(SZCZEGÓŁY ZADANIA)
Powtórz bez żadnych zmian wiersze poniżej: zacznij od tego, w którym jest „row of tree”, i skończ na ostatnim wierszu, przepisując oba.

(Kilka wierszy)
*-*-*
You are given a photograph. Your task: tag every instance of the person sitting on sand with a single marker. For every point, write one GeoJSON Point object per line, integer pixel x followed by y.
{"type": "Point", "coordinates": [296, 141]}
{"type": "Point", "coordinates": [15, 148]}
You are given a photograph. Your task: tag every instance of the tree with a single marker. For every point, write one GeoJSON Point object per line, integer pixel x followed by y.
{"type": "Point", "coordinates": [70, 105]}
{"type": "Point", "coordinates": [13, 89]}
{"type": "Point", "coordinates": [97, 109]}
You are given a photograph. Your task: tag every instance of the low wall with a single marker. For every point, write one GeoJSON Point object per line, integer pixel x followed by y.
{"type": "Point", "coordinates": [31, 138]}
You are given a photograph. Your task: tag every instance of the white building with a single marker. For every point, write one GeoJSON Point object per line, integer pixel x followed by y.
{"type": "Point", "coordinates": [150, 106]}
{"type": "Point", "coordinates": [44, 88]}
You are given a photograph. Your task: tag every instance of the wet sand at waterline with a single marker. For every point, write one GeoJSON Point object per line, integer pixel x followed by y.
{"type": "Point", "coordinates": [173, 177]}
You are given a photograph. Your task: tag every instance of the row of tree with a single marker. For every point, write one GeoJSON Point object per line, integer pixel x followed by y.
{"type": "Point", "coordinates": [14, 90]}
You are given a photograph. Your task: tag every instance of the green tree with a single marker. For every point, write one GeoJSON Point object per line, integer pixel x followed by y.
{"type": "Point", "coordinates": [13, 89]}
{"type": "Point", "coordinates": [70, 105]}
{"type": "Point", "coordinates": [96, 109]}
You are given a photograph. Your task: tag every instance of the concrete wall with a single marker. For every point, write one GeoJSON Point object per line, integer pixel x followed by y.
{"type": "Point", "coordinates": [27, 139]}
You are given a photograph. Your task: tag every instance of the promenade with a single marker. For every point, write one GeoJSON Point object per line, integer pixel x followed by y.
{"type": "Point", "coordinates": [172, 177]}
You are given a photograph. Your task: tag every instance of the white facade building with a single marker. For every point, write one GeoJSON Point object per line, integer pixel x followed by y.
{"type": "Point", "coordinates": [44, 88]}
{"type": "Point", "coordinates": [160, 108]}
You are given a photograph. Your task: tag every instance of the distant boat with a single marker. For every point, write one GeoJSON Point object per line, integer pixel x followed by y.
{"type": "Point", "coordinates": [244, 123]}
*-*-*
(GOTOWE ZADANIE)
You are given a photograph. Your task: tag every instance of the row of tree with a single marker. For every point, write one GeoJSON Point object per line, integer pixel x followed by y.
{"type": "Point", "coordinates": [14, 90]}
You are given a photograph. Your task: tag every instance of the green tree with a single marker. For every point, write one GeoJSON Point object per line, integer pixel x followed by y.
{"type": "Point", "coordinates": [13, 89]}
{"type": "Point", "coordinates": [70, 105]}
{"type": "Point", "coordinates": [96, 109]}
You are given a photograph. Your task: tag every instance of the concrete wall with a single marker. For every point, write one GeoJSON Point object per line, integer pixel x followed by y.
{"type": "Point", "coordinates": [27, 139]}
You are given a photograph. Your task: tag every instance of the promenade with a single marker. For every point, write one GeoJSON Point object per line, integer pixel x followed by y.
{"type": "Point", "coordinates": [172, 177]}
You are given a photograph. Your task: tag every instance of the white facade building with a single marker. For every point, write one GeoJSON Point object per line, integer pixel x followed by y.
{"type": "Point", "coordinates": [44, 88]}
{"type": "Point", "coordinates": [160, 108]}
You are given a photograph. Your task: tag every instance of the distant boat with a single marker. For every point, write one GeoJSON Point object per line, integer pixel x followed by y.
{"type": "Point", "coordinates": [244, 123]}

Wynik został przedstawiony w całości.